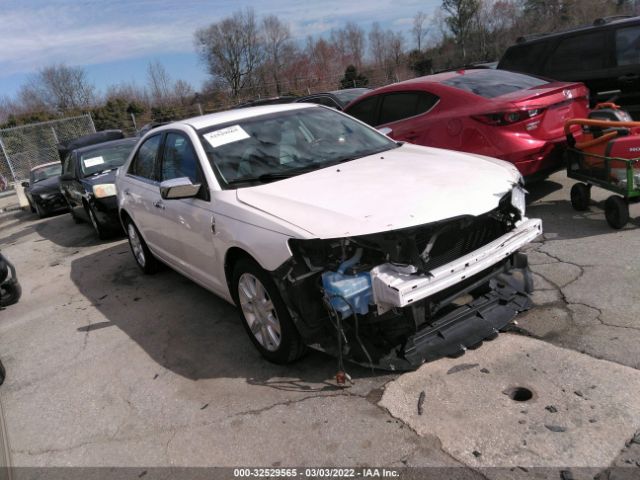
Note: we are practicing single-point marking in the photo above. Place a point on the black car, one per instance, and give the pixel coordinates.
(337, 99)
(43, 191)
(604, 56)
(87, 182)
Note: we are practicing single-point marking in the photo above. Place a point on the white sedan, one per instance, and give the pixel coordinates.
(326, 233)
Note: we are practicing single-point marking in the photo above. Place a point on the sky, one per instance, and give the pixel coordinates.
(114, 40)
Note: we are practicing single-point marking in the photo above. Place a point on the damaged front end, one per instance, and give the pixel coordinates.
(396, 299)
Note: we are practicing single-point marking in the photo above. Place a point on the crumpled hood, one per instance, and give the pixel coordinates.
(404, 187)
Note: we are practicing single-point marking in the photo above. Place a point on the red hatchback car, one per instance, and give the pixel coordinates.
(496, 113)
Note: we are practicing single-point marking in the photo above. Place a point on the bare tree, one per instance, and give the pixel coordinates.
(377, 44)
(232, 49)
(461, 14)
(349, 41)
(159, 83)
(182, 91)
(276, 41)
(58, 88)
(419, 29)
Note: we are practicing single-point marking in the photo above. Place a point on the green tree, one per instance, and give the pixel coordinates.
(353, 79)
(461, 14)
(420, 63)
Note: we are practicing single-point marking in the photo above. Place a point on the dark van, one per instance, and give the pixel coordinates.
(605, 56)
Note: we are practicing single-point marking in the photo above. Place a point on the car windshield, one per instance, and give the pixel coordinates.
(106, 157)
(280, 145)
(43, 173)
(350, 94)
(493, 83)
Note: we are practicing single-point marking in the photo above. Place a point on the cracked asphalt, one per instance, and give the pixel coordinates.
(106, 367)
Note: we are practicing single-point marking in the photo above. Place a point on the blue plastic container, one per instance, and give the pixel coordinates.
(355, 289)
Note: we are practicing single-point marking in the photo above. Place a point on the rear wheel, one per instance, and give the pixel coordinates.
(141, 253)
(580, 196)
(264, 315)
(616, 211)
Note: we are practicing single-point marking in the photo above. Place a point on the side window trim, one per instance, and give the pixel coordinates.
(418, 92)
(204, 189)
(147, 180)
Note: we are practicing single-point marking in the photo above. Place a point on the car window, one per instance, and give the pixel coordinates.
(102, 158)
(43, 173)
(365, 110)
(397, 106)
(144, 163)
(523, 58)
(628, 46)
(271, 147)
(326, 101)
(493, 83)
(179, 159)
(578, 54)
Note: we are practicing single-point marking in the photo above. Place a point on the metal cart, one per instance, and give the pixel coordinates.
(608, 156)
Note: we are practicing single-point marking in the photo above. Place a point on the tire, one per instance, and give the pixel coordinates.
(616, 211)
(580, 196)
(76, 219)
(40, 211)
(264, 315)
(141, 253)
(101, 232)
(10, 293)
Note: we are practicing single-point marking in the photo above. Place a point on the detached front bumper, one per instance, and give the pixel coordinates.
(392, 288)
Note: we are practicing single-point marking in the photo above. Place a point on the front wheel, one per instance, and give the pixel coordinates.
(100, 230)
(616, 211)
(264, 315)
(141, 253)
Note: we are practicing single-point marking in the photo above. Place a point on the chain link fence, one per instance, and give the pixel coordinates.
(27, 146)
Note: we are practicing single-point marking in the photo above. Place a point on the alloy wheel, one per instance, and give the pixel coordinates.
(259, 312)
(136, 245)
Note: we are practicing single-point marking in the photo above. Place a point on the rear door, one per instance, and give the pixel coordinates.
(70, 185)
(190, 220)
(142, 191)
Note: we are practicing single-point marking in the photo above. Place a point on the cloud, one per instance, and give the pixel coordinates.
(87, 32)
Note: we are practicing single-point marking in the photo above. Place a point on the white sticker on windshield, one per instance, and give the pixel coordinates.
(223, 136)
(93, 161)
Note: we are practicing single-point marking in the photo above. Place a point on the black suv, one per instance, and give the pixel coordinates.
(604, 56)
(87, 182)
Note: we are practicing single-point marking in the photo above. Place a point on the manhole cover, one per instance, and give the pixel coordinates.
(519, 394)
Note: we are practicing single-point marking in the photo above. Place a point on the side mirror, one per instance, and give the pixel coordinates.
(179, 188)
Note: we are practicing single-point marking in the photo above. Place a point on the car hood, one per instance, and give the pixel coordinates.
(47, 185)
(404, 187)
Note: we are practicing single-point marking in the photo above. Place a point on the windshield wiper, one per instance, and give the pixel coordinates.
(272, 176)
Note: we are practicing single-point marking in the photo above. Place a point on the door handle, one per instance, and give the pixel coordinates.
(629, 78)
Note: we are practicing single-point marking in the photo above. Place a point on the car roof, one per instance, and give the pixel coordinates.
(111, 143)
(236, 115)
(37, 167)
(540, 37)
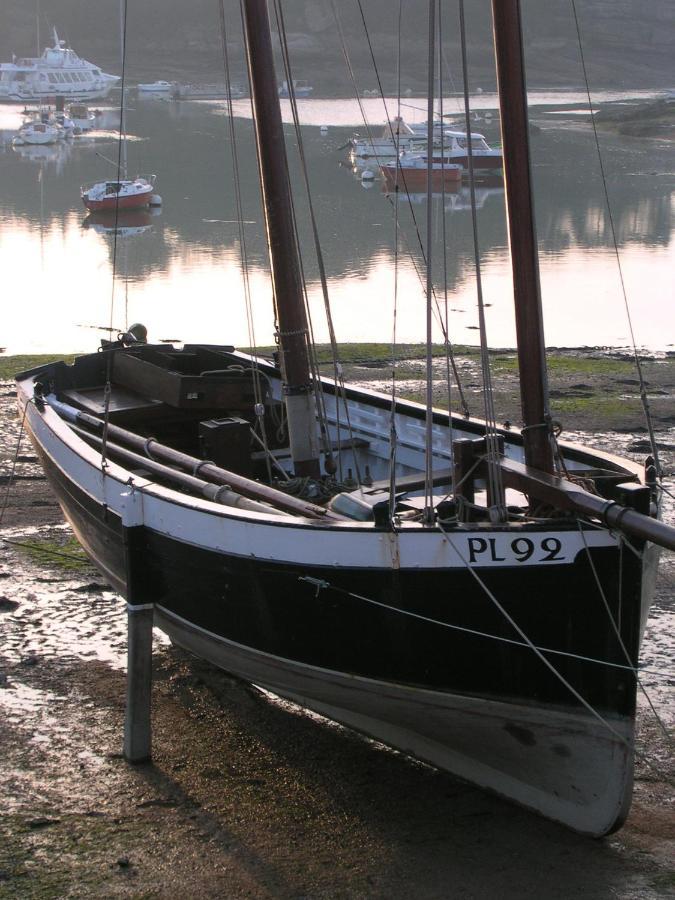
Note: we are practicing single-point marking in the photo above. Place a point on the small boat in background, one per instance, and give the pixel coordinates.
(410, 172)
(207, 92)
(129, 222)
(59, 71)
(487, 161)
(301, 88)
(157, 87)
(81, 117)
========
**What is expected:**
Write out the entries above in full and exactly; no pictures.

**Exercise result:**
Note: we are practicing single-point marking in the photo above. Place a point on the black car, one per instance, and give the pixel coordinates.
(337, 99)
(43, 191)
(604, 56)
(87, 182)
Note: we are practicing single-point marking in the photo above. Place a point on the white sedan, one per instance, and give the pixel coordinates.
(326, 233)
Note: we are practicing single-point marking in the photo above. Place a point on the sky, one per instance, and give the pixel coordinates.
(114, 40)
Note: we are practicing single-point marking in the photo above. Place a point on the damaged front end, one per instance, and give the pixel coordinates.
(396, 299)
Note: we are practicing single-point marking in the photo above. Place a point on the crumpled hood, one per instance, and give the pixel coordinates.
(404, 187)
Note: we are practicing single-point marking in the photo above. Place a point on the red hatchback car, one per instance, and give the pixel coordinates.
(496, 113)
Note: we are practicing single-point marking in the photo above. Place a point on the bare tree, one per instance, and give the pixel coordinates.
(377, 44)
(232, 49)
(461, 14)
(349, 41)
(159, 83)
(182, 91)
(276, 41)
(58, 88)
(419, 29)
Note: we are practicing single-point marking in the photo above. Place a point on the green tree, one per instance, and give the pixel coordinates.
(353, 79)
(461, 14)
(420, 63)
Note: we are practicing single-point marking in the photo above. Place a point on the dark van, one per instance, and give the pixel coordinates.
(605, 56)
Note: we are practicing single-point marking in the photo above. Place a point on the car windshield, one per instance, and give the pixel coordinates.
(106, 157)
(280, 145)
(43, 173)
(350, 94)
(493, 83)
Note: we are practicing single-point marking in the photo above. Place a point on the cracked asphalt, one per instance, and give the pixel coordinates.
(106, 367)
Note: we are practicing single-point marking in the photo above. Place a point on the blue plastic container, one per instance, and give the pixel coordinates.
(355, 289)
Note: we are practicing single-point marking in the photo above. Place a point on the rear wheel, one per instance, and give the pixel coordinates.
(141, 253)
(580, 196)
(264, 315)
(616, 211)
Note: we are practicing single-point marking in the photo above. Place a point on the side window trim, one per instance, and give the pixel coordinates.
(418, 92)
(204, 189)
(147, 180)
Note: we are practicing single-point marking in the photo above. Place a point on the car window, one per instance, and give the pixel coordinates.
(102, 158)
(43, 173)
(365, 110)
(397, 106)
(144, 163)
(523, 58)
(628, 46)
(271, 147)
(326, 101)
(493, 83)
(179, 159)
(578, 54)
Note: we are practicing single-point marking in the photo above. Place a point on the metal cart, one per instance, and give the pixel coordinates.
(608, 156)
Note: we are practicing single-point marking in the photo above. Place a point on the tire, one per instance, and give the pixel coordinates.
(616, 211)
(580, 196)
(76, 219)
(40, 211)
(264, 315)
(141, 253)
(101, 232)
(10, 293)
Note: we are practicing single-point marking in the photo above. Place a point on the detached front bumper, one per instance, and give the pixel coordinates.
(392, 288)
Note: we are practicing single-point marking in the photo above. Place a point on the front wheel, one per instance, and give the pixel coordinates.
(100, 230)
(616, 211)
(264, 315)
(141, 253)
Note: we are practicing single-point marking in the photo above. Place a point on the chain link fence, one per instance, and give the pixel coordinates.
(27, 146)
Note: we are practicing single-point marking in the photo above. Place a point on the alloy wheel, one per instance, and give the pixel coordinates.
(259, 312)
(136, 245)
Note: we are practicing single-point marking in the photo above. Place a point on the rear door, one per instance, and give the pixel coordinates.
(70, 185)
(190, 220)
(142, 191)
Note: we are practicing single-point marking in the photo above. Place a point on the cloud, one per instance, and give the pixel coordinates.
(87, 32)
Note: we are practicing single-point marking in the photo above. Place a point on the white sticker on windshield, one per instance, and give the pixel coordinates.
(223, 136)
(93, 161)
Note: we are practicing single-point marking in the photo above. Place a point on the black suv, one per instance, and give the pixel coordinates.
(604, 56)
(87, 182)
Note: we are practicing single-point marking in the photo above. Place a point on the manhole cover, one per instance, and give the pixel coordinates.
(519, 394)
Note: we are practicing single-point marking in the photo above. Place a point on the side mirror, one per instance, and give the pixel coordinates.
(179, 188)
Note: we are practicing single-point marking in the photo above. Place a point on the car hood, one per instance, and give the pixel coordinates.
(47, 185)
(404, 187)
Note: we are practicing single-point marking in the photo above. Place a point on the windshield wiper, one per instance, and give the pixel coordinates.
(272, 176)
Note: we are practicing single-point marking in the photo above. Place a point on the door handle, one per instance, and give the pixel coordinates.
(629, 78)
Note: we are practicing single-point marking in the photo above. Place a point on the car roof, one per instance, and give the pixel coordinates.
(111, 143)
(236, 115)
(37, 167)
(540, 37)
Note: we are practicing single-point marking in the photo above. Place a point on the small boat in background, one per instance, and give the pixel coordinates.
(410, 172)
(207, 92)
(129, 222)
(59, 71)
(487, 161)
(301, 88)
(157, 87)
(81, 117)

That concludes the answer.